'''
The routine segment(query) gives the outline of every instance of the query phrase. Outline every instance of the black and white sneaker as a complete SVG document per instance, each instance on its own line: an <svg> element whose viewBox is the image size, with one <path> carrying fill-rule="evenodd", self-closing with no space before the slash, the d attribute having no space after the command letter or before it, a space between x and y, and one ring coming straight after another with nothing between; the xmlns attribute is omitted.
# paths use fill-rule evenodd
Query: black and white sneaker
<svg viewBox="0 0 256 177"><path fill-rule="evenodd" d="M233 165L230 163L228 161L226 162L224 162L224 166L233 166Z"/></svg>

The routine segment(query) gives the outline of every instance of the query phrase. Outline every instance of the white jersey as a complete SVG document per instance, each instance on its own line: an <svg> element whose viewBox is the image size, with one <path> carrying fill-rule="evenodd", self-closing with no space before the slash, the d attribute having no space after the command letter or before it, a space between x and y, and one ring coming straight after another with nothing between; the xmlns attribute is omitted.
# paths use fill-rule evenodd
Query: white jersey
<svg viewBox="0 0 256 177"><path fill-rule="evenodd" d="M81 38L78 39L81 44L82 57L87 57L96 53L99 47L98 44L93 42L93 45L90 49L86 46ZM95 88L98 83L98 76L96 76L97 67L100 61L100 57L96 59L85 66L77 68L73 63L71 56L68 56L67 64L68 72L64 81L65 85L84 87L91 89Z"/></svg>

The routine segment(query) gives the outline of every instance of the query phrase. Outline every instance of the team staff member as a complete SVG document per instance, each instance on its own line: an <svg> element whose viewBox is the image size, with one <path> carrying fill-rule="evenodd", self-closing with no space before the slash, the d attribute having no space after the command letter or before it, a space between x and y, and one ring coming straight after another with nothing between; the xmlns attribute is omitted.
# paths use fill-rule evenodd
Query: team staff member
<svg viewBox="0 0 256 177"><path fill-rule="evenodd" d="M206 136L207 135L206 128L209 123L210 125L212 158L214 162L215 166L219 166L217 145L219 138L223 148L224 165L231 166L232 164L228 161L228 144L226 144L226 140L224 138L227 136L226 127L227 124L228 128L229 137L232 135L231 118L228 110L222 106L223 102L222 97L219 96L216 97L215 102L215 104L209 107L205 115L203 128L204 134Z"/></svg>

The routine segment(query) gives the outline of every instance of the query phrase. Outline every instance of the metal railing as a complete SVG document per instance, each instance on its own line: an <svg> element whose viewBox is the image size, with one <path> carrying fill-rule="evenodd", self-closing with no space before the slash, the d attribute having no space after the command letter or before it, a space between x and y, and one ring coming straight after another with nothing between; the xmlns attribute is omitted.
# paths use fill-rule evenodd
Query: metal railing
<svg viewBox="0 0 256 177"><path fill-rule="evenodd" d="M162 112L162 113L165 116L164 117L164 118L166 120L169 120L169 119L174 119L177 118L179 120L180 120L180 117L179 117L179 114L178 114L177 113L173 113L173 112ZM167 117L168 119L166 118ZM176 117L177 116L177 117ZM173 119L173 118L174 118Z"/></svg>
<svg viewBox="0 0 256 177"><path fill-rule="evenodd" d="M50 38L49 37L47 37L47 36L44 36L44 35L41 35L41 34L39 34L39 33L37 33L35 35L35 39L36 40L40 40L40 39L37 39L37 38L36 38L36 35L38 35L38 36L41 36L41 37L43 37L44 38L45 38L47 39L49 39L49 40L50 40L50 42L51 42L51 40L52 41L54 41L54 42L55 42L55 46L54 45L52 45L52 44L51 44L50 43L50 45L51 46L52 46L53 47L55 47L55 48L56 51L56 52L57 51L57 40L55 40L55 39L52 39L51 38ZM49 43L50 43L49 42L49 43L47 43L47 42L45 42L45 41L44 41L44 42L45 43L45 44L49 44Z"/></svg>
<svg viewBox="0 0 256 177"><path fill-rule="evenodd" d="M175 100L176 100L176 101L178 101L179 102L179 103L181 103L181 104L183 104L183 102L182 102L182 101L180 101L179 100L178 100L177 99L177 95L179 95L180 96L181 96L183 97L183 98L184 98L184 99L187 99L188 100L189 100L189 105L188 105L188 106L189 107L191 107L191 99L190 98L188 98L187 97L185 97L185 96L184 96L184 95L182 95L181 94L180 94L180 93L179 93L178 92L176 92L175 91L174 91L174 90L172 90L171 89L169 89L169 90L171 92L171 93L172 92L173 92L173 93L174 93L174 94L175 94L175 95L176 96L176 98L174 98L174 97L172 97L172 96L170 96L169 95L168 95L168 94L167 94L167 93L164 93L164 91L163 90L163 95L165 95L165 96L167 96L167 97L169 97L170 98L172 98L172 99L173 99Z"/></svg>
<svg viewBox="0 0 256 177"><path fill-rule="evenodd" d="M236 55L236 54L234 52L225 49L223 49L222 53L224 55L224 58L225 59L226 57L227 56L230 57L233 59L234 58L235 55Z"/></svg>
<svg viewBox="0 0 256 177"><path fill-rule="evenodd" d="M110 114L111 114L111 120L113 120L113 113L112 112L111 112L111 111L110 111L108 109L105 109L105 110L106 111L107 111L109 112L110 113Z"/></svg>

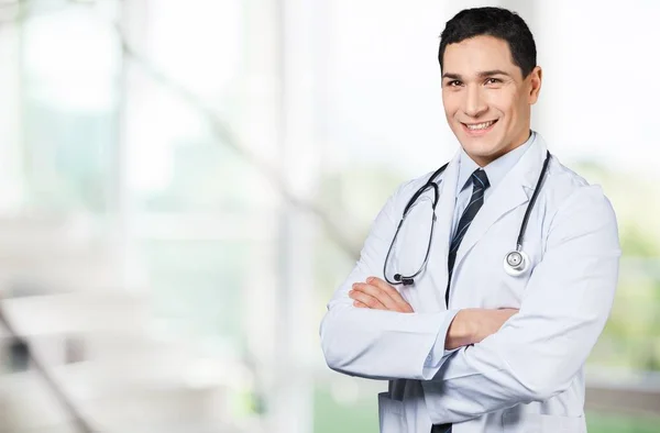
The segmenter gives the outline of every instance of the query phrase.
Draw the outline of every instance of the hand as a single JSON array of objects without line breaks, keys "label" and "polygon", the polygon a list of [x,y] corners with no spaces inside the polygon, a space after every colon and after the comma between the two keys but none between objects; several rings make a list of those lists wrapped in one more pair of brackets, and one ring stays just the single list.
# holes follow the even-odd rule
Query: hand
[{"label": "hand", "polygon": [[518,312],[517,309],[503,308],[497,310],[470,308],[461,310],[449,325],[444,348],[452,349],[482,340],[499,331],[504,322]]},{"label": "hand", "polygon": [[354,300],[353,306],[358,308],[370,308],[375,310],[398,311],[400,313],[413,313],[413,307],[400,296],[400,293],[381,278],[369,277],[366,282],[355,282],[349,297]]}]

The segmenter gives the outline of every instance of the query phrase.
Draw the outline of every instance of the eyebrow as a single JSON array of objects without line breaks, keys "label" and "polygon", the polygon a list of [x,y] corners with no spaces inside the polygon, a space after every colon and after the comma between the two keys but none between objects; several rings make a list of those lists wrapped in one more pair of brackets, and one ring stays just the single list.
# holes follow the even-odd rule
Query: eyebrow
[{"label": "eyebrow", "polygon": [[[480,78],[491,77],[493,75],[504,75],[504,76],[510,77],[510,74],[505,73],[502,69],[482,70],[480,73],[476,73],[476,76]],[[460,74],[452,74],[452,73],[442,74],[442,78],[449,78],[449,79],[454,79],[454,80],[463,79],[463,77],[461,77]]]}]

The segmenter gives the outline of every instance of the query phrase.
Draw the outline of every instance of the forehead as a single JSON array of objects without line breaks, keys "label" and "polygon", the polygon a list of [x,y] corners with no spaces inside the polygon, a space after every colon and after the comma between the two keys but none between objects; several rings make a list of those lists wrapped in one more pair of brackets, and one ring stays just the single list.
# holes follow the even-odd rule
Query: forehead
'''
### Directions
Put everything from the start of the records down to the line containing "Query: black and white sneaker" into a Markdown table with the columns Number and Entry, one row per line and no rows for blank lines.

### Full response
| Number | Entry |
|---|---|
| 1 | The routine segment(query) gives the outline of every instance of the query phrase. Outline every instance of the black and white sneaker as a complete SVG document per instance, each instance on its own line: an <svg> element whose viewBox is the image size, with one <path> carrying fill-rule="evenodd", self-closing with no space before the slash, the d attribute having no space after the command letter or before it, a space between x and y, and one ring coming straight after another with nothing between; the xmlns attribute is omitted. |
| 2 | # paths use fill-rule evenodd |
| 3 | Query: black and white sneaker |